-- Document passage --
Here at Havana Glasgow Film Festival, we love to party – which we’ll be doing in style at the CCA on Friday, with an evening celebrating Cuban music. We;ll have live conga drumming from Eric Alfonso, and a special DJ set from Tiff Griffin and Martin Law.
Tiff is one of the best, and most knowledgeable DJs specialising in Latin music in Scotland. We caught up with him, and asked him how he got into Latin music. He recalls, “It was a long time ago, and it was very random. I remember my brother, who’s the most unCuban, unLatino spirit you could ever think of, had vinyl, and you know when your older brother moves out, and you gradually pick your way through their vinyl to see what they’ve got? He had two Latin albums, on of Cuban salsa, and one of Brazilian samba. I’ll admit I put the samba one on first, because it had a picture of a very beautiful Brazilian woman on a beach – I was growing up in suburban Glasgow, and it brought a riot of rhythm and colour and swinging hips you didn’t get in Glasgow growing up in the late 80s. It’s one of those times when your head just opens.”
This was in the days before YouTube and Google, so Tiff found himself on the trail of rare vinyl in record shops, where you actually had to “talk to people. Gradually I started to find my way through what is a very big genre, which goes from Argentinian music up to Mexico, but comes under the umbrella ‘Latin’. During that period, The Havana Social Club happened, which gave me a reference point for Havana big band orchestras, where they would have singers in grand ballrooms – I really love that. I became a Latin DJ in a couple of venues, and at various Latin nights.”
Cuban music is very distinctive, with a musical palette all its own, although as with many genres of music, Tiff thinks that you can trace its roots to Africa.“I think in the same way that the heartbeat of Brazilian music is in Bahia, because it still has the most influence from its African roots, in Cuban music – though you might not be aware of it – you’re hearing the rhythms and call and response, which gives it a swing, as much rhythmic as melodic, that pulls people in.”
Tiff’s favourite music from Cuba, what he believes to have been the Golden Age for the island, dates mainly to the 40s and 50s, and pre-revolutionary music. “There was a time when the bands were bigger, there would have been more money (because of tourism) that went from the late forties to the early sixties.”
Post revolution, the music became starker, the lyrics less romantic and more social realist, a move Tiff slightly regrets. “It became slightly less romantic, less innocent. That ballroom style you associate with Buena Vista Social Club, bolero, the slower numbers – there was a cultural shift, everything became more gritty there was a new realism. It was a difficult time for a lot of Cubans, with the economic embargo amongst other things.”
“I think there was a rejection of the opulence, the more lavishly romantic, more intricate genres, that were associated with Batista and the gambling and the casinos, so it was something of a Year Zero. Though I think the stripping back of arrangements and size of the bands was partly for economic reasons, I think it was partly ideological as well.”
Paradoxically, while an embargo was imposed on the country by the US to isolate it form the world, the waves on emigration to the States in the wake of the revolution would spread the influence of Cuban music further.”

-- Collected material --
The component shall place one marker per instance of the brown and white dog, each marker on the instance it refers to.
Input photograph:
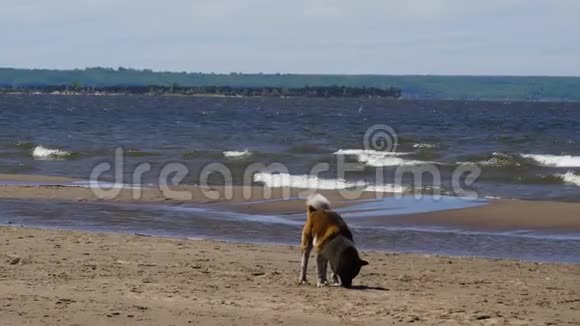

-- Objectives --
(a) In the piece on Tiff Griffin and Cuban music, which decades does his favorite Cuban music mainly come from?
(b) Carry the piece on Tiff Griffin and Cuban music on from its last sentence.

-- Outputs in order --
(a) The 40s and 50s, the pre-revolutionary era.

(b)
“The big band orchestras fell away because there wasn’t any money, and a lot of the musicians went abroad. So, what’s interesting is that, out of something culturally traumatic, it sent Cuban music further across the globe than it might have done, to Miami for instance, where it’s become a huge cultural influence, on reggaetón, you wouldn’t have had Gloria Estefan, you wouldn’t have had Jellybean Benitez.
“A lot of the Cuban musicians then turned up in New York, and met up with Puerto Rican musicians and you got the Nuyorican sound But they would be part of a melting pot which would also influence genres like boogaloo. So these political and cultural events became hugely influential.”
When asked to name his favourite Cuban musician, he mentions Beny Moré, who epitomises the big band sound of the 40s and 50s. Tiff has to add, however, ”Also, you can’t talk about Cuban music without talking about Celia Cruz, who became a figurehead, an incredibly stong powerful woman with an amazing voice and stage presene. She was a real bridge at that time, during what was a cultural Cold War,because she was popular with Americans but still acceptable to Cubans. La Vida es un carnaval is such a part of Cuban culture, a recognition that life is hard, but our views don;t need to be ground down by this, and a refusal to change your character.”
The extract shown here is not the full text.